Thanks for this link


----------



## Alcalaina

Brangus said:


> Could someone point me to information about PCB and heavy-metal content of fish and seafood on this side of the Atlantic? The Environmental Defense Fund has an excellent website, but mostly it is geared toward the American market: List of Seafood Health Alerts - Seafood Selector - Environmental Defense Fund
> 
> Sadly, some fish aren't safe to eat these days.


I believe the EFSA (European Food Safety Agency) use the same EDF data. 

Mercury & dioxins in fish

They advise not eating fish which are high up the food chain (marlin, shark, swordfish, tuna) more than once a week, and avoiding them altogether if you are pregnant or breastfeeding. 

But the general feeling is that the health benefits of eating fish a couple of times a week outweigh any possible harm from contaminants.

As you know, the Spanish eat fish whenever they can and there is no recorded evidence of systematic mercury accumulation in the human population, as far as I can find.

There are a few areas of high contamination around the Spanish coast, like Huelva, where fishing is banned.
http://www.thefishsite.com/fishnews/10114/heavy-metals-in-huelva-estuary-jeopardise-fish


----------



## baldilocks

Don't forget if you are eating oily fish or fish oil capsules to get Omega 3 benefits, that you can take flaxseed oil capsules and get Omega 3, 6 and 9 without the fishy burps afterwards


----------



## SenoraMe

Hello, I am a new member here and find it very helpful with the Spanish translation for food items. There is one item seen on a menu but cannot find out what it is: Letones... If anyone has any idea I would appreciate it, thank you.

==============================

▶ _What needs to be done_
Carry the forum thread about fish safety and Spanish menu terms forward from its last post.

▶ _Material_
==============================

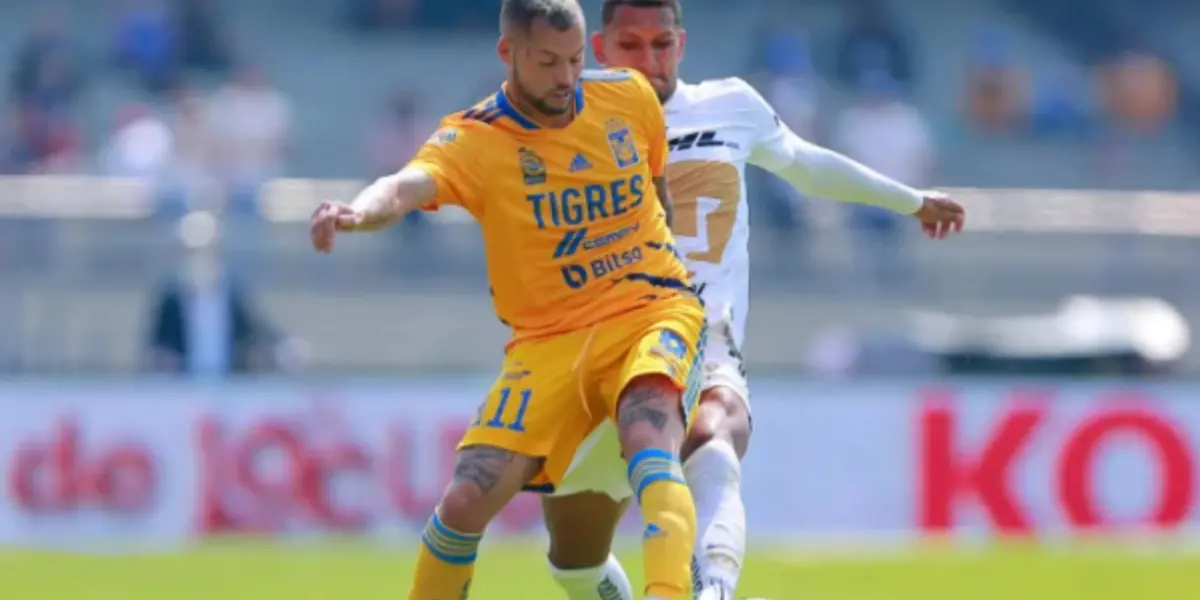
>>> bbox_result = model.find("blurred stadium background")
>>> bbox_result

==============================

▶ _Response to the exercise_
----------



## xabiaxica

SenoraMe said:


> Hello, I am a new member here and find it very helpful with the Spanish translation for food items. There is one item seen on a menu but cannot find out what it is: Letones... If anyone has any idea I would appreciate it, thank you.


:welcome:

my first thought was that someone was dishing up Latvians 

then I did a search on Huevas y letones de caballa fritas - COCINERO - WordReference Forums & it seems that it's fish semen



uke:


----------



## SenoraMe

xabiachica said:


> :welcome:
> 
> my first thought was that someone was dishing up Latvians
> 
> then I did a search on Huevas y letones de caballa fritas - COCINERO - WordReference Forums & it seems that it's fish semen
> 
> uke:


Good grief  Fancy having that on a menu!!! The Spanish just say that it is "white fish".


----------



## spinfastr

Nice Complete list with genus and species, scroll to information by country
Search FishBase
use this for my fish tank identification


----------



## steve01

Last time i was in Spain whatever we asked the waiter just called every variety - *FEEESH* easy


----------



## Guest

I have bought in Mercadona a fish called marrajo. That is mako shark. It's a wonderful meaty fish. Marrajo translates to dangerous, which I guess is a good name for shark!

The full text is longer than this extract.